WHAT IS BEING ASKED: Extract each line in the records below that contains the string "circular".

(Records of labeled points)

** BEGIN **

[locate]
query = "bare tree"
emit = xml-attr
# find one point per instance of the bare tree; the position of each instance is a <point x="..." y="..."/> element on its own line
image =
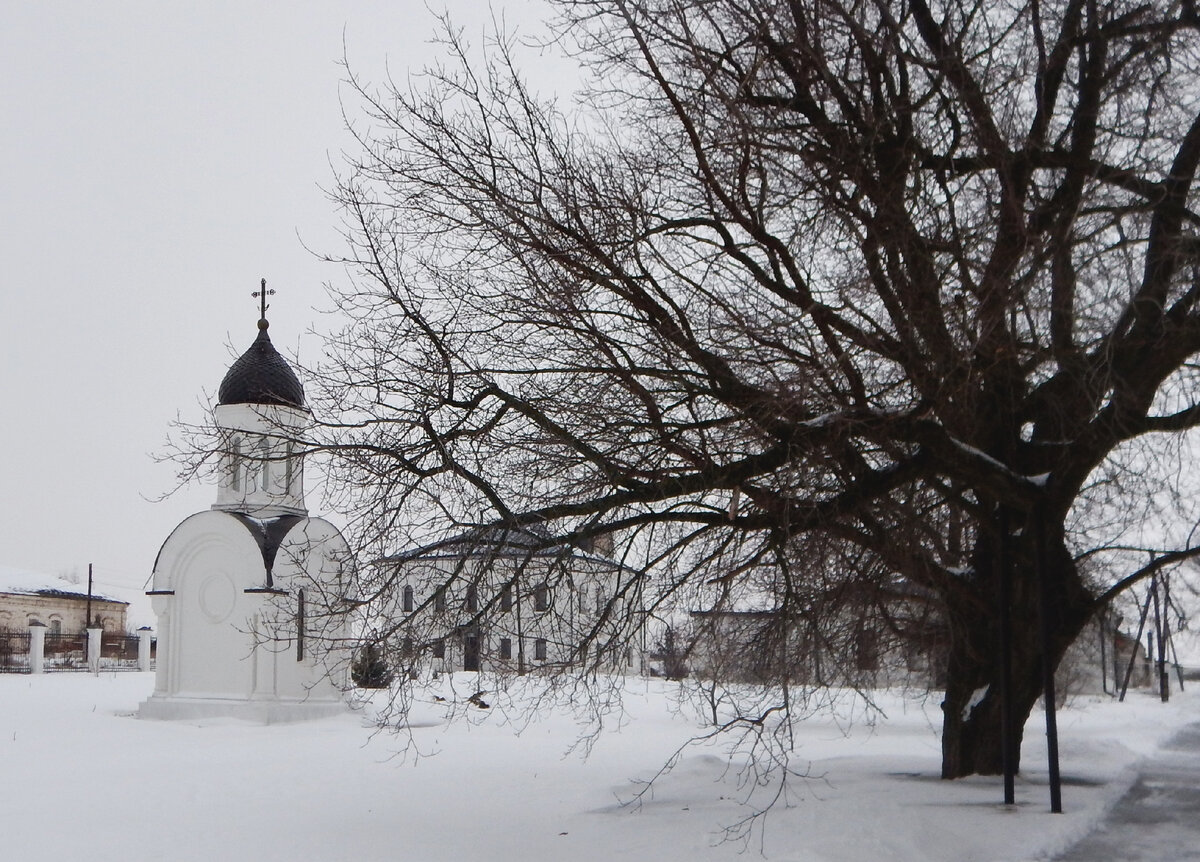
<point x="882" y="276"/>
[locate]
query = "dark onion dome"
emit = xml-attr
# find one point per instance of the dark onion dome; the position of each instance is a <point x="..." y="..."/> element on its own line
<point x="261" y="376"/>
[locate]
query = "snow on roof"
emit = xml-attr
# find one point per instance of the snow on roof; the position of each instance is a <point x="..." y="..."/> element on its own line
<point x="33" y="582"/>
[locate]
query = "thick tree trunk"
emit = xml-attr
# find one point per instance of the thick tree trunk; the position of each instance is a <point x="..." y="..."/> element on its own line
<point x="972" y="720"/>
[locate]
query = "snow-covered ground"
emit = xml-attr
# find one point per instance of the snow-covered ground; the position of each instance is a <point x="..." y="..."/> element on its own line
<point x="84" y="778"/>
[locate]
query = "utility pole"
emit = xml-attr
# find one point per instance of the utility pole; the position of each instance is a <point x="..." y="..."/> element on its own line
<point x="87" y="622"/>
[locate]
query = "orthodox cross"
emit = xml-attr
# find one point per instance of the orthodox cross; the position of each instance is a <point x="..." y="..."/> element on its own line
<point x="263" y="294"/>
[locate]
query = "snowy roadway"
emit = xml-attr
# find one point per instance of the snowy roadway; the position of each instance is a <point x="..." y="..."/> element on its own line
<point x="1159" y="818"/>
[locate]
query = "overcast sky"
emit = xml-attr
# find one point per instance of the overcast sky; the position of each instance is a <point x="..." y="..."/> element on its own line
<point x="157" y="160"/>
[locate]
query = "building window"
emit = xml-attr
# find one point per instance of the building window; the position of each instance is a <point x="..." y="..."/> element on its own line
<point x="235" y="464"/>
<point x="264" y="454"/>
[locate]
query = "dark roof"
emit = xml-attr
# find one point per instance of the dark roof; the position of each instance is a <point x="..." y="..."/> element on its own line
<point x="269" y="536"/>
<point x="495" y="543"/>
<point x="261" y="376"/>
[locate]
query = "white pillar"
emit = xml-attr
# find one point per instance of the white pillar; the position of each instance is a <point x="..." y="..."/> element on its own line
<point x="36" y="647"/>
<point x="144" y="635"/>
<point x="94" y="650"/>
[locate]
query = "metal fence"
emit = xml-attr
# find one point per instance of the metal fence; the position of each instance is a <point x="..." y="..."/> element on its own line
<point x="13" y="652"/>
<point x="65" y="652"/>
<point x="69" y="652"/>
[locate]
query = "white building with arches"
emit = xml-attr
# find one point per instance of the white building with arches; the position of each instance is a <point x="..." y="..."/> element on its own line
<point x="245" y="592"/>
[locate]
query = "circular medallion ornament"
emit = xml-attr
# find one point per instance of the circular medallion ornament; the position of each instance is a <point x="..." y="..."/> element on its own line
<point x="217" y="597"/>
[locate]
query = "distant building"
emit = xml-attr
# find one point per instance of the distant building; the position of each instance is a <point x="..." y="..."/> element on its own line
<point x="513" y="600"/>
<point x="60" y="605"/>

** END **

SOLUTION BELOW:
query = "circular medallion ornament"
# find one point per instance of the circular medallion ornament; the position of each instance is a <point x="..." y="..."/> element on its own line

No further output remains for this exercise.